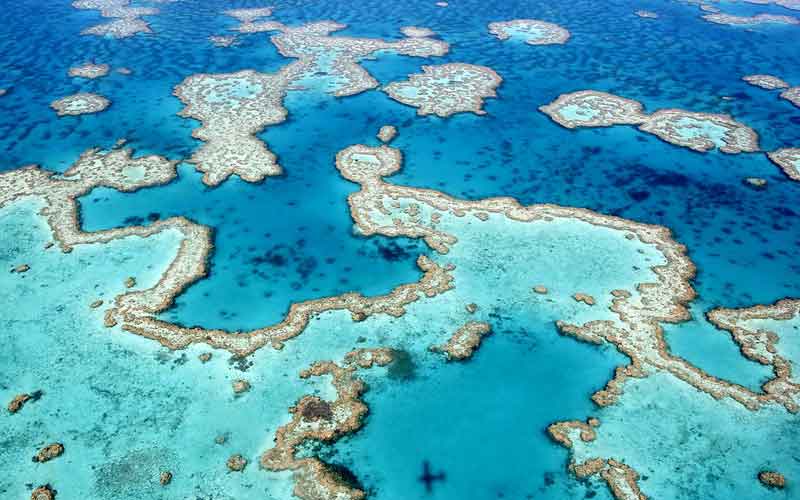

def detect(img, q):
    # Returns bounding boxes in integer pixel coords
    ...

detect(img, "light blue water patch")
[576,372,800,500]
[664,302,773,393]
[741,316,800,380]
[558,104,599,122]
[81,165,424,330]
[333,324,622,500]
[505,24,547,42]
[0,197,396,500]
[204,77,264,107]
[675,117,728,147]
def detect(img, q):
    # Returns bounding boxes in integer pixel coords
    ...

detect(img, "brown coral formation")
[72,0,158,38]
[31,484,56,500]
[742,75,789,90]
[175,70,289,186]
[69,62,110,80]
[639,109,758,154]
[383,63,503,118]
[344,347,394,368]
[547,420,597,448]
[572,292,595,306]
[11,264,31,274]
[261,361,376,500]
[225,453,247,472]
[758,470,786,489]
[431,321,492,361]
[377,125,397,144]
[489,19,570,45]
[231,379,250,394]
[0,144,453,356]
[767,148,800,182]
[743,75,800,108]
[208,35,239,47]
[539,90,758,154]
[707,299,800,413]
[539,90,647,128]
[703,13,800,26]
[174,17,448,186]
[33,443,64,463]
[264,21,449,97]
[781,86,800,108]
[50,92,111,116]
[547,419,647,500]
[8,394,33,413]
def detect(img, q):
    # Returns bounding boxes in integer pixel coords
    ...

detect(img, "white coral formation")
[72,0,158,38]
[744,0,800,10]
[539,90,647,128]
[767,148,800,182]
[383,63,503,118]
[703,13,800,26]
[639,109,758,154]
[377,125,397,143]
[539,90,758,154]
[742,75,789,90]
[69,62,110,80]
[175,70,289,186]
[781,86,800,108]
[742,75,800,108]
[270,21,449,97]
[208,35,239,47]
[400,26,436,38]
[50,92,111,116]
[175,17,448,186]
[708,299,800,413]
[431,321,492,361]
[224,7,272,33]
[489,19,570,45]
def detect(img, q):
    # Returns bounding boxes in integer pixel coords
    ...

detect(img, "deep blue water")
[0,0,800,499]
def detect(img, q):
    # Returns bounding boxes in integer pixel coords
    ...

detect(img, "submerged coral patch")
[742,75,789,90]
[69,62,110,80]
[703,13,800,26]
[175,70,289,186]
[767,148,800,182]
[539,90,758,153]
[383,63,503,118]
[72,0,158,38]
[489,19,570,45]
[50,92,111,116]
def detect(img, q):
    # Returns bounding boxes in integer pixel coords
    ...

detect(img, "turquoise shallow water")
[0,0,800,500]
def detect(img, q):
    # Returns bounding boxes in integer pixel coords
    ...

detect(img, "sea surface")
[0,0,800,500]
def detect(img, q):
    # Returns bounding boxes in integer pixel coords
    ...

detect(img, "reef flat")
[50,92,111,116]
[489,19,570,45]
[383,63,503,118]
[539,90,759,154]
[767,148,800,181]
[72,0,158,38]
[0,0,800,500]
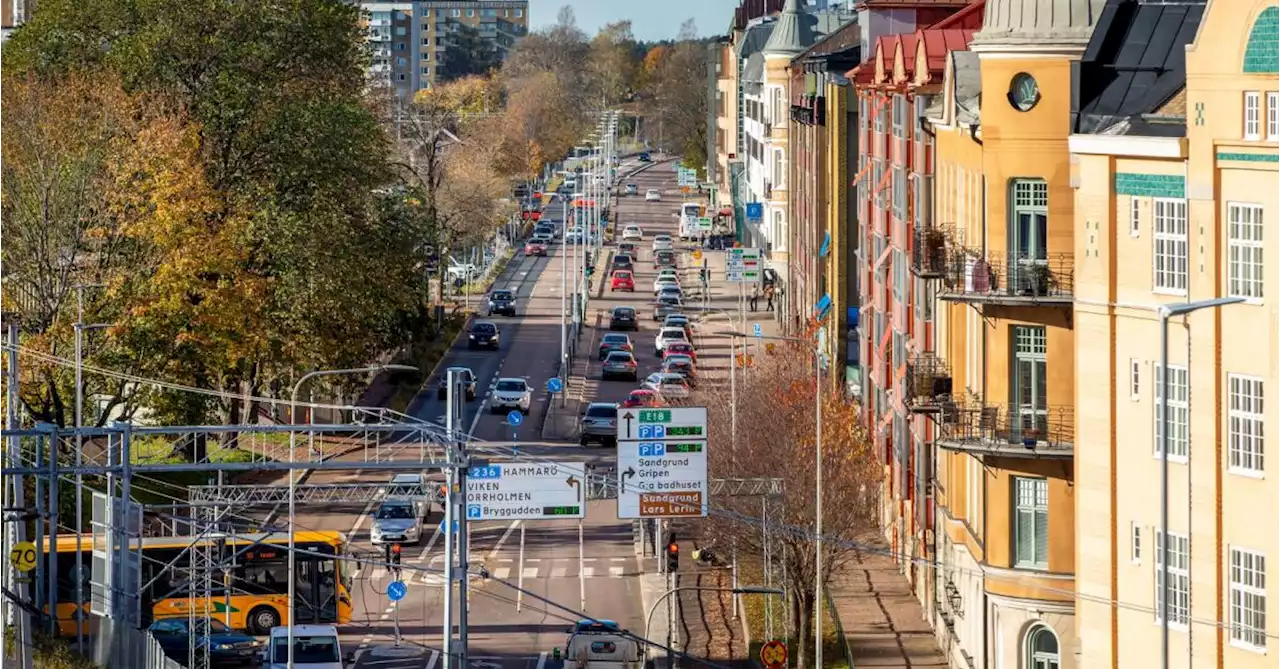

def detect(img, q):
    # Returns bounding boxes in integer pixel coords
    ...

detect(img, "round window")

+++++

Copy every line of the entries above word for word, omitting the pictures.

- THE OUTPUT -
def detect(img, q):
    # Returns bounding boxes in integer pixel coords
    ...

detect(img, "light blue water patch")
[576,372,800,500]
[664,302,773,393]
[741,316,800,380]
[558,104,599,122]
[81,165,424,330]
[333,324,622,500]
[505,24,547,42]
[0,197,396,500]
[204,77,264,107]
[675,117,728,147]
def detect(img, q):
    # Returns bounding boxes in integer pixel coords
    ...

detect(img, "brown coral formation")
[72,0,158,38]
[31,484,56,500]
[742,75,789,90]
[175,70,289,186]
[69,62,110,80]
[639,109,758,154]
[383,63,503,118]
[344,347,394,368]
[547,420,597,448]
[572,292,595,306]
[11,264,31,274]
[261,361,376,500]
[225,453,247,472]
[758,470,786,489]
[431,321,492,361]
[377,125,397,144]
[489,19,570,45]
[231,379,250,394]
[0,144,453,356]
[767,148,800,182]
[743,75,800,108]
[208,35,239,47]
[539,90,758,154]
[707,299,800,413]
[539,90,647,128]
[703,13,800,26]
[174,17,448,186]
[33,443,64,463]
[264,21,449,97]
[781,86,800,108]
[50,92,111,116]
[547,419,647,500]
[8,394,33,413]
def detect(img, q):
    # Returns bounding boxes in integer pixel coords
    ...

detect(img, "white coral formation")
[72,0,158,38]
[744,0,800,10]
[539,90,647,128]
[767,148,800,182]
[383,63,503,118]
[703,13,800,26]
[639,109,758,154]
[377,125,397,143]
[539,90,758,154]
[742,75,789,90]
[69,62,110,80]
[175,70,289,186]
[781,86,800,108]
[742,75,800,108]
[270,21,449,97]
[208,35,239,47]
[400,26,436,38]
[50,92,111,116]
[175,17,448,186]
[708,299,800,413]
[431,321,492,361]
[224,7,272,33]
[489,19,570,45]
def detect(img, q):
    # Returns bounding boxes in integer pixel coords
    ...

detect(img, "deep blue water")
[0,0,800,499]
def detect(img, q):
    # Returns bounding boxes in integer pixel coords
    ...

detect(img, "submerged coral patch")
[742,75,789,90]
[69,62,110,80]
[703,13,800,26]
[175,70,289,186]
[767,148,800,182]
[539,90,758,153]
[383,63,503,118]
[72,0,158,38]
[489,19,570,45]
[50,92,111,116]
def detect(img, q):
    # Returns bounding boxes in integer pixel coords
    ...

detect(img, "turquoise shallow water")
[0,0,800,500]
def detect(img, q):
    # Returns bounding boxes in integer pixel coords
    ...

detect(img, "sea surface")
[0,0,800,500]
def detect(img, q):
    # Returns bounding boxes in integer pixel coords
    ...

detect(img, "reef flat")
[50,92,111,116]
[489,19,570,45]
[383,63,503,118]
[539,90,759,154]
[767,148,800,181]
[72,0,158,38]
[0,0,800,500]

def detect(img, q):
    # Returns bounding boxes in integer pixel coords
    ...

detect(img, "round window")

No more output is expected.